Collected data
++++++++++

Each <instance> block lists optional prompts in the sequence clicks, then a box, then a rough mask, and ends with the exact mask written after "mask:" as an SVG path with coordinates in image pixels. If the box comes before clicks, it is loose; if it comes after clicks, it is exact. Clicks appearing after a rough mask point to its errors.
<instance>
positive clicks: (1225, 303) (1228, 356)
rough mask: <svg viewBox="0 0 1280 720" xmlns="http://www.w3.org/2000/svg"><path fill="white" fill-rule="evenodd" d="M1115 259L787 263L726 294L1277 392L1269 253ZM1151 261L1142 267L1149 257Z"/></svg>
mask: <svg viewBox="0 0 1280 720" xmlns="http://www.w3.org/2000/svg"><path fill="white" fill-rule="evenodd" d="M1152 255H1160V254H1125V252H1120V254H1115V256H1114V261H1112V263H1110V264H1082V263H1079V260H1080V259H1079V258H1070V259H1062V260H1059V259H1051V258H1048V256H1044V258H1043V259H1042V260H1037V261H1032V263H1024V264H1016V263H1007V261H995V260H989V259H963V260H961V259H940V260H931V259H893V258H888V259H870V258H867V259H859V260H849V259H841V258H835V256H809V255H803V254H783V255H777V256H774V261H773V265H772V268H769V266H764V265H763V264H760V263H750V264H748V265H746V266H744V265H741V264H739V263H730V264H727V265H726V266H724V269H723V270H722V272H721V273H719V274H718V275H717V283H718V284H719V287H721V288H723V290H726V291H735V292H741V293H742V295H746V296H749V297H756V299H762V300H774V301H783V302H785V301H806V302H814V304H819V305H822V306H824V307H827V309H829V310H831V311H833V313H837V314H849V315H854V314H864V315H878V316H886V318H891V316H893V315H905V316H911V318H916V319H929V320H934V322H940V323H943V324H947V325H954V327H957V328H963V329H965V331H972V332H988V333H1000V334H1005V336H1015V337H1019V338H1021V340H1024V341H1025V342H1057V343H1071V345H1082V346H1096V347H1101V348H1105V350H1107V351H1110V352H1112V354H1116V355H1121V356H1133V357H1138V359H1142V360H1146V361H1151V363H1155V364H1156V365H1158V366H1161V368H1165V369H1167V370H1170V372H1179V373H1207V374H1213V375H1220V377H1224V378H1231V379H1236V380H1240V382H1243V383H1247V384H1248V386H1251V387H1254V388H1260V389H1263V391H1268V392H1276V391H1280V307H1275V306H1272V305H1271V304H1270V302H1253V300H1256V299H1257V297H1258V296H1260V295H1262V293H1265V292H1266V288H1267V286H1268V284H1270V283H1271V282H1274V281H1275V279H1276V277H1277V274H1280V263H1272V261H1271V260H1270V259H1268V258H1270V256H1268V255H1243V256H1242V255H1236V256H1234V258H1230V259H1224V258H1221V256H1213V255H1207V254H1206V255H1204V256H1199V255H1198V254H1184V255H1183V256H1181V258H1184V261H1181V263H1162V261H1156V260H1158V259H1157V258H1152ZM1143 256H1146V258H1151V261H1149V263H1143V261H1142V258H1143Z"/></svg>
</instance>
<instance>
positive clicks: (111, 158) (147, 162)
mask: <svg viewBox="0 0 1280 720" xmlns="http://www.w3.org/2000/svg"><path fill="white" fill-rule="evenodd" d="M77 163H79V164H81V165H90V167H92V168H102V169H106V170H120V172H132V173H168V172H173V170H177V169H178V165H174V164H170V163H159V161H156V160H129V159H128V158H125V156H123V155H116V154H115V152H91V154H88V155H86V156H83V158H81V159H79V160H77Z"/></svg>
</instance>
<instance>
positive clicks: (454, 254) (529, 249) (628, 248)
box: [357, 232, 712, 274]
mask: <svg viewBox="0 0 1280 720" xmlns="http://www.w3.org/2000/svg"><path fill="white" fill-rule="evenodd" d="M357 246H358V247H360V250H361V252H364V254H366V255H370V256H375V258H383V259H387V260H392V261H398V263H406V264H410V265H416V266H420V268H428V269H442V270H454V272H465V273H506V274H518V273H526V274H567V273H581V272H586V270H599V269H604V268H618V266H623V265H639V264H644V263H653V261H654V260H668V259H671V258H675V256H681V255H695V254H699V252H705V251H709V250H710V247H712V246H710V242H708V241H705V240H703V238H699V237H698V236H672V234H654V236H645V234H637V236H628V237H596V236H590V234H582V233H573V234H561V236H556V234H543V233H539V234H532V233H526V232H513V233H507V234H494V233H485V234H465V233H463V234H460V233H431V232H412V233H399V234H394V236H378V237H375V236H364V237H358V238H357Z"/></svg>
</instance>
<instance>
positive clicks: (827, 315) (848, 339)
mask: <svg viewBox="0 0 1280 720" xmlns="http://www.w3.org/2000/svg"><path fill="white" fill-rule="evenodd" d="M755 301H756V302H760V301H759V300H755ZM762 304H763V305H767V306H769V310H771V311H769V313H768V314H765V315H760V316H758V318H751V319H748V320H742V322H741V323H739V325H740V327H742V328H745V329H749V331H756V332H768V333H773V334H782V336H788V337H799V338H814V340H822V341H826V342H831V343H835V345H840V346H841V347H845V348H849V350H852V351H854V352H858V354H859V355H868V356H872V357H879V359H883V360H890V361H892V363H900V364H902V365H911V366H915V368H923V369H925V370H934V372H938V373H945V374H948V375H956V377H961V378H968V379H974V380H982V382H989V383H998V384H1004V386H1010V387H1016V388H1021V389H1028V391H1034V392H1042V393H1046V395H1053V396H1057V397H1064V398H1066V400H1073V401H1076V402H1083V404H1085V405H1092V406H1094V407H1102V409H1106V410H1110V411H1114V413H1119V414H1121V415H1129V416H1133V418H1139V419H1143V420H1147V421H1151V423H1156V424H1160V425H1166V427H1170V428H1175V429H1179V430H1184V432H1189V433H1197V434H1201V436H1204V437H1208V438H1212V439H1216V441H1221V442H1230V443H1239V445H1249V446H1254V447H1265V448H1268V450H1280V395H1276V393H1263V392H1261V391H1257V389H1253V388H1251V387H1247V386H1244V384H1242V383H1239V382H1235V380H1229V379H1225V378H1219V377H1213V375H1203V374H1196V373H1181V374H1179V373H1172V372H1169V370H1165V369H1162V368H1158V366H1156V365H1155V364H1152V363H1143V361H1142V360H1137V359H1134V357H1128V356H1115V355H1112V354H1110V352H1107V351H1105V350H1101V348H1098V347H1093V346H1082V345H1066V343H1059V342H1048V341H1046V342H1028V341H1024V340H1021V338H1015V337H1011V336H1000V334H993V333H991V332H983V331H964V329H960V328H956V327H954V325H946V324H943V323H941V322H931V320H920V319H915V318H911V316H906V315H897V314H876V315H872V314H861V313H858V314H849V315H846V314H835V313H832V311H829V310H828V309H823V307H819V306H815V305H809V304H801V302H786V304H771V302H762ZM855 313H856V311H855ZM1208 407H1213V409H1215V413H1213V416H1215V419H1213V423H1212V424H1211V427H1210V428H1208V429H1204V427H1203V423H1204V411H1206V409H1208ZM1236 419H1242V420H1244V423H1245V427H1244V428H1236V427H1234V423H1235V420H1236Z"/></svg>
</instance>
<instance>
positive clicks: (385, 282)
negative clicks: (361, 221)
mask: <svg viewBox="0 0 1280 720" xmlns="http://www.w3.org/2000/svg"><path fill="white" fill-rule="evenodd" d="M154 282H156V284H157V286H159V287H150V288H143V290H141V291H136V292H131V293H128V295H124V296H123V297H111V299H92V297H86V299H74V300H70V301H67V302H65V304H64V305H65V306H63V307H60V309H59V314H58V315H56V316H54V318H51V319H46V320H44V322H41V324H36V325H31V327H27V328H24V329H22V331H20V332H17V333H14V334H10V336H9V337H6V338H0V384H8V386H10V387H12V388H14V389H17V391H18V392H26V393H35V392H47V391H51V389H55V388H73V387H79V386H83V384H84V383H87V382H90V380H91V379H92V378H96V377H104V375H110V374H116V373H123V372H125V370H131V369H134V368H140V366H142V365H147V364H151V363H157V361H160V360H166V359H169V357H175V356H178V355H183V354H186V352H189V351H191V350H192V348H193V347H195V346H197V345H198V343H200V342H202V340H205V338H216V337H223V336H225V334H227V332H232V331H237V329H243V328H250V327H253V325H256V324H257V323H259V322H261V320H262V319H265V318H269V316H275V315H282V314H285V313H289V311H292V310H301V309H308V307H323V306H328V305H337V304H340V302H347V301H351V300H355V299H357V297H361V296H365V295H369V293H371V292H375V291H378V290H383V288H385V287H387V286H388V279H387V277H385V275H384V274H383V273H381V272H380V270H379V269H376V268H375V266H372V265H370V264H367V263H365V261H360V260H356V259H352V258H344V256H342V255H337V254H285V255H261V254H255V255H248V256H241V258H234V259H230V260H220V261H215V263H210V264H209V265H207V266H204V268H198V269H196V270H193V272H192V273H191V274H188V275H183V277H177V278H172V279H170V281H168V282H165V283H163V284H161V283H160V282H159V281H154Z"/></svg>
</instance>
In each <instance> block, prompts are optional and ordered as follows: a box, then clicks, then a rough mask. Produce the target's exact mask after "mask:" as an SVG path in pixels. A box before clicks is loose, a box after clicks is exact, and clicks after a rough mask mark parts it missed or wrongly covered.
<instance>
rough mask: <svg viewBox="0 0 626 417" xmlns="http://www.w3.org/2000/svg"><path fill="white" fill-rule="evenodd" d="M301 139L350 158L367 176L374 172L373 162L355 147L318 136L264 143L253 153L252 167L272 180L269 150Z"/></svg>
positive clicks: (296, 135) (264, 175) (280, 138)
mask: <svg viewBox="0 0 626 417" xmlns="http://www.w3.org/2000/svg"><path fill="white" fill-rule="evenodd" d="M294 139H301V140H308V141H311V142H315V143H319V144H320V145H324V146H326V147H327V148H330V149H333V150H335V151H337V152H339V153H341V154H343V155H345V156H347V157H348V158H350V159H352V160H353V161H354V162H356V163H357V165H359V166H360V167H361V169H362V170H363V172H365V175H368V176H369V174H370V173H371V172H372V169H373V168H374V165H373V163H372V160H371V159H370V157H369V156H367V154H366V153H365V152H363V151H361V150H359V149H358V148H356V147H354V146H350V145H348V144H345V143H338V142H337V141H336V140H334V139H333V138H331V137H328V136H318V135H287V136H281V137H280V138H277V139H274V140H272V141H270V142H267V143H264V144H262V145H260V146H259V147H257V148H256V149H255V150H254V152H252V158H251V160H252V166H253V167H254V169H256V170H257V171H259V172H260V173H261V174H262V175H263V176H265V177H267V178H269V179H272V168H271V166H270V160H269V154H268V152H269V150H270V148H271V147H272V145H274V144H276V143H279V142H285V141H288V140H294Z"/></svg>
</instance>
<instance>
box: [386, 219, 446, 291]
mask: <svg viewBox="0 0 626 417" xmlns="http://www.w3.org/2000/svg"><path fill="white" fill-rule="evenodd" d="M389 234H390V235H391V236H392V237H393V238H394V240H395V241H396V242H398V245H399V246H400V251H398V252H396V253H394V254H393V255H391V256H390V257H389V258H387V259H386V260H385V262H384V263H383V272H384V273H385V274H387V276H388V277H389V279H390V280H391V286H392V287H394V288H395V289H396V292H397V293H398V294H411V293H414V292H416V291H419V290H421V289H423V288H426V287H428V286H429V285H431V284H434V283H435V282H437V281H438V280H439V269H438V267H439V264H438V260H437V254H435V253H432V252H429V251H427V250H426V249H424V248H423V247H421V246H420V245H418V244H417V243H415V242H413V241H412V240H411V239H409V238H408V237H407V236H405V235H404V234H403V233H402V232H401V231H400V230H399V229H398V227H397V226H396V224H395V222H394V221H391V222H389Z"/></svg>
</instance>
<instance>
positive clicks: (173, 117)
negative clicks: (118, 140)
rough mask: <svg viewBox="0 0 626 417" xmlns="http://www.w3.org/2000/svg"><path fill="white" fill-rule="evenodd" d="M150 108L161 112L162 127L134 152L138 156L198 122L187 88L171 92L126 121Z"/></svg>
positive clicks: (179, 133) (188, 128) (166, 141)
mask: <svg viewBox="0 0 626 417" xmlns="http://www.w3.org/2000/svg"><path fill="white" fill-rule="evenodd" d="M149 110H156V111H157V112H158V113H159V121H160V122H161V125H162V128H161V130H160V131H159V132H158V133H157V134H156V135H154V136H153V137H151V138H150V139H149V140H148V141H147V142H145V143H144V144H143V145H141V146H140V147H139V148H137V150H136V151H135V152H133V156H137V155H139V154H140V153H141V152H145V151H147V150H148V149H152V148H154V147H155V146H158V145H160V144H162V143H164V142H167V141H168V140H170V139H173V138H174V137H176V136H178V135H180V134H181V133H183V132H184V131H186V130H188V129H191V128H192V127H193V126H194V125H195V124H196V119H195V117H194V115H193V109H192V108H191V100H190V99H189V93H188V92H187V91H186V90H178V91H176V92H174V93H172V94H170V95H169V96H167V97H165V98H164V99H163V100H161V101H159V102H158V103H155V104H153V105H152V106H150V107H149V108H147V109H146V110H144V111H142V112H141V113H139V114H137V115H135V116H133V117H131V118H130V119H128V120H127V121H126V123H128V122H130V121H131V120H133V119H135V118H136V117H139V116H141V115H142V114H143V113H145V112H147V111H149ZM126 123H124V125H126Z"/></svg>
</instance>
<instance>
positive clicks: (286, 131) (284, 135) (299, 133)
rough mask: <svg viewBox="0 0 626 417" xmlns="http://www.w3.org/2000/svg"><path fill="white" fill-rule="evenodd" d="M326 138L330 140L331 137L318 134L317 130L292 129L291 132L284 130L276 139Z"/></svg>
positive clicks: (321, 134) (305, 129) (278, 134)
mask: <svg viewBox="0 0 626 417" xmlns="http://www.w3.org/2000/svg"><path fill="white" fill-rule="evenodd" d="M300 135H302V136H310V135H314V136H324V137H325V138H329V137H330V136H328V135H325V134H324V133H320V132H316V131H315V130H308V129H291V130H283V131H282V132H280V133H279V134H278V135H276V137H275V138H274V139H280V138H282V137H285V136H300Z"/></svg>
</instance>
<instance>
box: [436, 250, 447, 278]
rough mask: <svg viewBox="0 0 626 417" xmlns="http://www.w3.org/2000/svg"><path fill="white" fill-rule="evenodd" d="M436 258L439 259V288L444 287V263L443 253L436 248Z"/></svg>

++++++++++

**Work order:**
Wherever the word "after" appears in the entries above, copy that line.

**Task response:**
Each <instance> block lists optional prompts in the sequence clicks, then a box, then a rough mask, and ends with the exact mask written after "mask:" as an SVG path with coordinates in image pixels. If the box comes before clicks, it is loose; if it comes after clicks, it is exact. Clicks appearing after a rough mask point to its errors.
In each <instance> block, prompts are optional and ordered as follows: a box, then clicks, then a rough mask. Produce the target's exact mask after "mask:" as an SVG path in pixels. A box before clicks is loose, a box after clicks is exact, and clicks after a rough mask mark parts it missed or wrongly covered.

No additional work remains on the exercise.